* Your instructions:
Find every line below with the string "pointer" and pick it out.

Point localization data
+ + +

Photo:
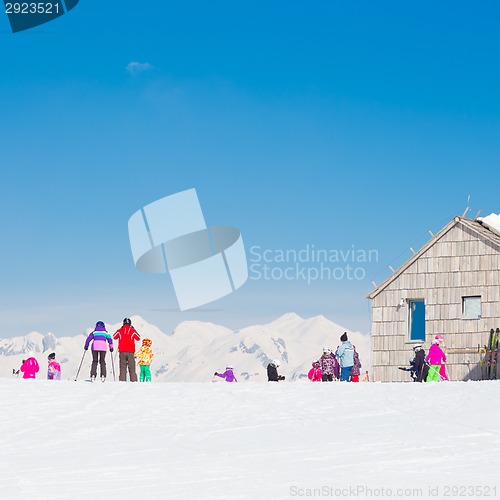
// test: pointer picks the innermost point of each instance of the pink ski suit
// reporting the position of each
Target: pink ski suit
(30, 368)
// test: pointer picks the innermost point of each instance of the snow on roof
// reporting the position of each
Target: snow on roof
(492, 222)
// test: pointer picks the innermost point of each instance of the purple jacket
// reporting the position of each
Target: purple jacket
(329, 365)
(228, 375)
(356, 367)
(101, 338)
(436, 355)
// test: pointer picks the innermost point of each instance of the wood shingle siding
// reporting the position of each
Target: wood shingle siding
(462, 260)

+ + +

* Final answer:
// test: pointer picks the innermost point of each instance of the pink ski suit
// test: pointer picks the innermost point of each instance of the snow on roof
// test: pointer picks the innermost point of each instance of the purple jacket
// test: pointer picks the innermost point of each instance of the wood shingle siding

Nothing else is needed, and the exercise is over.